Request ▸ Count the lines in the entries below that contain the word "flower", treating uppercase and lowercase as different. Reply with the number alone.

##########

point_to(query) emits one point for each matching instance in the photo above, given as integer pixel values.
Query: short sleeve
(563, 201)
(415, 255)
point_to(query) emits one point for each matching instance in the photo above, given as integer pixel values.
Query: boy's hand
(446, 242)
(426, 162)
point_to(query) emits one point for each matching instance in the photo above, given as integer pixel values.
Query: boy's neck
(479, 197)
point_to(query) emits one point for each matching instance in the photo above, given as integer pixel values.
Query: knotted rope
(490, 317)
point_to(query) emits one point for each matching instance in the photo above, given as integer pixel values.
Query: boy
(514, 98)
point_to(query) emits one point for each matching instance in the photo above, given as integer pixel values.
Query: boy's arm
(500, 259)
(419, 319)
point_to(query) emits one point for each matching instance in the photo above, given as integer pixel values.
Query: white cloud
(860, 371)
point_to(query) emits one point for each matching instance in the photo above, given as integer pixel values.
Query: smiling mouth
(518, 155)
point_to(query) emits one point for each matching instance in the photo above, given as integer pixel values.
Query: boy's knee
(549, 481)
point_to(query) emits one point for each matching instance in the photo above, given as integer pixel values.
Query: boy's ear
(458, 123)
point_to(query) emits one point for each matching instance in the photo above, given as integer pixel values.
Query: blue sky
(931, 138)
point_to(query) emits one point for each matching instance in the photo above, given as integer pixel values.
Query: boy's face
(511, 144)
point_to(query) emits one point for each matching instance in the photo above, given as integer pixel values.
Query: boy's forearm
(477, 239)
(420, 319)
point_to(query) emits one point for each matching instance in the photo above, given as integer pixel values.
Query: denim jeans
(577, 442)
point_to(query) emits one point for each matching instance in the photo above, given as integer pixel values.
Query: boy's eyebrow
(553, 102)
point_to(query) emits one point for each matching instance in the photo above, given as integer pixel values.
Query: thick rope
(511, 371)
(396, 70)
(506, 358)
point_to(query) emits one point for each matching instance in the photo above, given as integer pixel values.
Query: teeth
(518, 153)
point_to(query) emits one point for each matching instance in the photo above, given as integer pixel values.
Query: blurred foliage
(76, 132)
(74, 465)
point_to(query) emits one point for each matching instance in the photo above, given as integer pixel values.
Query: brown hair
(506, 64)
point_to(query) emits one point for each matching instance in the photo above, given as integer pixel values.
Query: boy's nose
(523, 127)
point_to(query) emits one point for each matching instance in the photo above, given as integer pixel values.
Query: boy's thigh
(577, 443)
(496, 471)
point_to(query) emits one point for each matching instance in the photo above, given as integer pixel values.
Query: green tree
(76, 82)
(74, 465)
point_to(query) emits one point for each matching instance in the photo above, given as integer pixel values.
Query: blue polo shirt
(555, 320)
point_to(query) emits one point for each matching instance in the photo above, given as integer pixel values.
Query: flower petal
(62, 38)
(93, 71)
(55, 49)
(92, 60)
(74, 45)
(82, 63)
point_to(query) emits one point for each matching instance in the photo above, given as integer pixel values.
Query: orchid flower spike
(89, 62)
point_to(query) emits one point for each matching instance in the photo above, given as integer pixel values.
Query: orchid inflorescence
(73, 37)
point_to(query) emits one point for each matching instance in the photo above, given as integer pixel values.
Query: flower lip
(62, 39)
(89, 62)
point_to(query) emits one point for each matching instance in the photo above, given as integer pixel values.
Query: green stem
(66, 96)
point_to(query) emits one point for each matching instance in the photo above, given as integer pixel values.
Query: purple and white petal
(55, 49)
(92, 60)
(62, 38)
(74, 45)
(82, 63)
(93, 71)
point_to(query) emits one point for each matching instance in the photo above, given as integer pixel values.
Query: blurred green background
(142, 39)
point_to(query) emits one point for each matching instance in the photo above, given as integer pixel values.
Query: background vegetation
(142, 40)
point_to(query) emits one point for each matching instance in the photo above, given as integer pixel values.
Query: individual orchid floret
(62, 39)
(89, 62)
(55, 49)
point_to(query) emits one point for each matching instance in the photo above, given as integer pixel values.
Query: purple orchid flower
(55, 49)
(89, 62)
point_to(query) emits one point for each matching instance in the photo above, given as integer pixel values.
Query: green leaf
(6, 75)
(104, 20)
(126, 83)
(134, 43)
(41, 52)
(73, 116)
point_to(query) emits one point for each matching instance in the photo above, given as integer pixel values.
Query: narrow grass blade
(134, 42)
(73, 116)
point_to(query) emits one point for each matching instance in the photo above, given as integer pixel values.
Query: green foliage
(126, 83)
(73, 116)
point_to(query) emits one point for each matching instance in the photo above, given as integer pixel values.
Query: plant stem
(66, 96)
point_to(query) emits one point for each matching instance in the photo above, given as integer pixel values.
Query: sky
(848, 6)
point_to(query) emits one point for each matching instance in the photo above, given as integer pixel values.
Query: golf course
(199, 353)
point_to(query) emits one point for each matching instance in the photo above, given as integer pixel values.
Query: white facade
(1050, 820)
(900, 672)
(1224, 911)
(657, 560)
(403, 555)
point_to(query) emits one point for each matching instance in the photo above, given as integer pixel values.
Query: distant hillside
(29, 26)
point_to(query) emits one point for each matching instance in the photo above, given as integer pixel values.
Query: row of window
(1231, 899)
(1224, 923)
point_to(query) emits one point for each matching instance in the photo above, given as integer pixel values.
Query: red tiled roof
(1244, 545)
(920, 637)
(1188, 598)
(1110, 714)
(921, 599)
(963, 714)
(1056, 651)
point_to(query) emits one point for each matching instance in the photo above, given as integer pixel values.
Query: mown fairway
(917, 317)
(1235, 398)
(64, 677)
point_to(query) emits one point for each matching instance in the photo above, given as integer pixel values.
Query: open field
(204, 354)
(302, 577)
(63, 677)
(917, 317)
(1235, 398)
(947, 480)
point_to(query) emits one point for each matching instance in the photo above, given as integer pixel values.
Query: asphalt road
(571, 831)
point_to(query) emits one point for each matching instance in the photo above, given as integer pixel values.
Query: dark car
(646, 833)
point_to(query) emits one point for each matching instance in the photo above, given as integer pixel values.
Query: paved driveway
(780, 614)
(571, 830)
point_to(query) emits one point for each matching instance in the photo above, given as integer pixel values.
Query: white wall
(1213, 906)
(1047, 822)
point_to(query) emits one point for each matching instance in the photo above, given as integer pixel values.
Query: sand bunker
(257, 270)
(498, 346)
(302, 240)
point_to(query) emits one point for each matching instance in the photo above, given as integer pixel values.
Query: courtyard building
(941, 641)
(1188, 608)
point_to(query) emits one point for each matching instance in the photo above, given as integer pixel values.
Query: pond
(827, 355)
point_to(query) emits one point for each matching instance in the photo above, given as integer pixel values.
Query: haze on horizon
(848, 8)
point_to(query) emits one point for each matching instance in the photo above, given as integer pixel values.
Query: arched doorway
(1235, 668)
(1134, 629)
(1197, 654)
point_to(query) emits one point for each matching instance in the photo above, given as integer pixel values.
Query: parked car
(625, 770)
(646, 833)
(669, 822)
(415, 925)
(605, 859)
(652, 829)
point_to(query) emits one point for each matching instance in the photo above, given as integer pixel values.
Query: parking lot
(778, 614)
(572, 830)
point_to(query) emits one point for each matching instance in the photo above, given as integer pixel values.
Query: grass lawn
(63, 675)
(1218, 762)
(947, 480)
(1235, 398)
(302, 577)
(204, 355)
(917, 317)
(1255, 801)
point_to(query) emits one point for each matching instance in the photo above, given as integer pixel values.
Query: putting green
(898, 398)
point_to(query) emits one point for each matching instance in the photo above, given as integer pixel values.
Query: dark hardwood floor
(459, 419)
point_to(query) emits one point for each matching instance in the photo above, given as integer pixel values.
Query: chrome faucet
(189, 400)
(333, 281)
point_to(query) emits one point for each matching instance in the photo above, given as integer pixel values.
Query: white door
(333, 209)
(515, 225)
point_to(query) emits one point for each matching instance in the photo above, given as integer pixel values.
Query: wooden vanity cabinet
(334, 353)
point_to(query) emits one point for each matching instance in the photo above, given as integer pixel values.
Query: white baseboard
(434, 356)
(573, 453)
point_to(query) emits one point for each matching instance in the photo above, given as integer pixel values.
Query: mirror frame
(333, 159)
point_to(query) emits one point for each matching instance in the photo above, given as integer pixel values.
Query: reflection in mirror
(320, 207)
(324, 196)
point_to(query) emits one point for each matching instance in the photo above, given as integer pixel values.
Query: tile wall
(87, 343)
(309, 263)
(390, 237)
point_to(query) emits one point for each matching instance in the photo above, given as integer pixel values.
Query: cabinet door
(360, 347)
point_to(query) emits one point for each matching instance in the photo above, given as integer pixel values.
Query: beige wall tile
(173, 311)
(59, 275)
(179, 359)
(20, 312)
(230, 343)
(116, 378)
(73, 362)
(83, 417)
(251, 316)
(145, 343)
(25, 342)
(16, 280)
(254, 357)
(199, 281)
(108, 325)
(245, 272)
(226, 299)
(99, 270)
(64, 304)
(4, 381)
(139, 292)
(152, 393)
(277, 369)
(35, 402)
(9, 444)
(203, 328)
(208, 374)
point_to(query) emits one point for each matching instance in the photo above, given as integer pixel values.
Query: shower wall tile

##########

Reply to the exercise ▸ 4